Region pointing data
● ● ● ● ●

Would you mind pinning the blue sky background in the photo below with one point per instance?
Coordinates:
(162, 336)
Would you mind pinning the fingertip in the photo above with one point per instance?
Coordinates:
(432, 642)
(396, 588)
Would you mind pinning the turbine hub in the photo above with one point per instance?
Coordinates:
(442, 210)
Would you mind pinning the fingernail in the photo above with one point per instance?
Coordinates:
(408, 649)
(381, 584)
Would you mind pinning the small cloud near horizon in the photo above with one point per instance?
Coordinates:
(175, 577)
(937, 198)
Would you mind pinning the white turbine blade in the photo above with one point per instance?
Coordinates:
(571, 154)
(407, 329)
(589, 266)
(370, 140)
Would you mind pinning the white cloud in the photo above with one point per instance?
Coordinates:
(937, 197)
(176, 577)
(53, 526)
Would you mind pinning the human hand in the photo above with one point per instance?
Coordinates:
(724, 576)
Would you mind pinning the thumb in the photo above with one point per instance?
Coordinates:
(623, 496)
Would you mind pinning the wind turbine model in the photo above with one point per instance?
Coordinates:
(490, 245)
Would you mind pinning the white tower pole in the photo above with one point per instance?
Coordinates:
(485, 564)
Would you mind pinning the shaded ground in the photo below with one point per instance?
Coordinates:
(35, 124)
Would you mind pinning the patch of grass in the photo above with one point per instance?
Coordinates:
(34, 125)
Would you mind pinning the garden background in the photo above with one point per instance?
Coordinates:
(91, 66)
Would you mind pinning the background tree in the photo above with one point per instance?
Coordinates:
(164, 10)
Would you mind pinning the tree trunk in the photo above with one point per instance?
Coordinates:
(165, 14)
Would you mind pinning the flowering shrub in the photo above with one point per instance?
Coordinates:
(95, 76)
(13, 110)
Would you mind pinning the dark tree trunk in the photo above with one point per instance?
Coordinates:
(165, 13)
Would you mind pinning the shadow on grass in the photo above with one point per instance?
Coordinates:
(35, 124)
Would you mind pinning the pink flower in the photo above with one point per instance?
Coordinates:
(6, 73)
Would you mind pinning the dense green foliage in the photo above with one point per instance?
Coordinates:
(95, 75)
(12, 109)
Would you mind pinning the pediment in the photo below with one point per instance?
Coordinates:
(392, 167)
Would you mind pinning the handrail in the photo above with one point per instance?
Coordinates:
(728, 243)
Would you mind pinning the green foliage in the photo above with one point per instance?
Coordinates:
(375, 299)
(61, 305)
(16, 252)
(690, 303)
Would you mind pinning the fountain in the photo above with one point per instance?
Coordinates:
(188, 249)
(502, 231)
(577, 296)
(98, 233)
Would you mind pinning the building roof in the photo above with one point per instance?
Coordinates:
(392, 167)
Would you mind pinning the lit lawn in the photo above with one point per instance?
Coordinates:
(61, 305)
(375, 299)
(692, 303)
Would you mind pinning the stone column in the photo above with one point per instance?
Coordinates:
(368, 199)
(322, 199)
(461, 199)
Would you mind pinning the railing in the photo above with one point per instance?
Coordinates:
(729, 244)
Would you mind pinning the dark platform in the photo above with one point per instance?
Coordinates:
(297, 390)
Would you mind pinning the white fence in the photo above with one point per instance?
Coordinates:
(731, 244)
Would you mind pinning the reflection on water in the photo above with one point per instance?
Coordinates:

● ● ● ● ●

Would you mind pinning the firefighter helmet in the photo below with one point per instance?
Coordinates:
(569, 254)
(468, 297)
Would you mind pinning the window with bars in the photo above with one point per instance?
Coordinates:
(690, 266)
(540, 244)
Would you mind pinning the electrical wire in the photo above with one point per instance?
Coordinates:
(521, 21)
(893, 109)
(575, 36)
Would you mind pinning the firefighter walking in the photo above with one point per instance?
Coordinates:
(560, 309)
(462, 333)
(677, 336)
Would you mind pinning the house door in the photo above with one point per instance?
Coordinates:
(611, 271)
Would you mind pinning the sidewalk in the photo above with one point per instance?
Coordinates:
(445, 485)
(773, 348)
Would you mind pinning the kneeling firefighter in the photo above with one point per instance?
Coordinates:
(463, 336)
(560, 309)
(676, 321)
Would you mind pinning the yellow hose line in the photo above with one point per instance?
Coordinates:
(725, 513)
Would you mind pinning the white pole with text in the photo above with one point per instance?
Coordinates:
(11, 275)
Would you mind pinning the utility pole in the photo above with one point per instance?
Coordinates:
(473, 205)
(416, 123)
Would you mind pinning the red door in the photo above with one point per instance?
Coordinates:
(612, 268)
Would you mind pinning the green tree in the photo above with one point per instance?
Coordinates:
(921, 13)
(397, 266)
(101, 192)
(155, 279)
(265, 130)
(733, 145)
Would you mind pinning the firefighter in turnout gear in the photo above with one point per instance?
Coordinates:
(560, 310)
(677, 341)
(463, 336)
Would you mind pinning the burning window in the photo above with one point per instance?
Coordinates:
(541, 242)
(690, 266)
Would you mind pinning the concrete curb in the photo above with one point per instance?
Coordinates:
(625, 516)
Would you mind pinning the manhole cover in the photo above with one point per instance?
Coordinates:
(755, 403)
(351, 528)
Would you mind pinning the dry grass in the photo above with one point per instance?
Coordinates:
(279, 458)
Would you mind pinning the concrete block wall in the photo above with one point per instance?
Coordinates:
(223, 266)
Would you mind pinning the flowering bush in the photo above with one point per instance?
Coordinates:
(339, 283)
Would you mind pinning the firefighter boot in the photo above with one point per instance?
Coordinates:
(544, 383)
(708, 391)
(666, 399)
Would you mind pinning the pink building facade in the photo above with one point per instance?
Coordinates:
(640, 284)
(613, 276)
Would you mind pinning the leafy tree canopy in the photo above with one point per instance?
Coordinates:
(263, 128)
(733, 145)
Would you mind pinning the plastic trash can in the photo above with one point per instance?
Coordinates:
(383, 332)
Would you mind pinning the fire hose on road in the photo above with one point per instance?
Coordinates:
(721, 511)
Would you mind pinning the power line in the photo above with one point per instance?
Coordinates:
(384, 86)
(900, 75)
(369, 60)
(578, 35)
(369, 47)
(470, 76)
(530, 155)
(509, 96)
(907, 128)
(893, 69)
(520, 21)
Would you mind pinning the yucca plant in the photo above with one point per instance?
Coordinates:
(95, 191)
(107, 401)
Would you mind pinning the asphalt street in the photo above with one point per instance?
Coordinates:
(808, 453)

● ● ● ● ●

• Exercise goal:
Which lines in the records above contain the word "white"? Return each of them.

• Exercise output:
Would you mind pinning the white turbine blade in the photo above with one point per instance?
Would you mind pinning the white cloud in the photo above with one point per instance?
Would you mind pinning the white tower pole in the photo above with one point per instance?
Would you mind pinning the white fence in the photo above with one point per instance?
Would you mind pinning the white pole with text in the photo above with one point per instance?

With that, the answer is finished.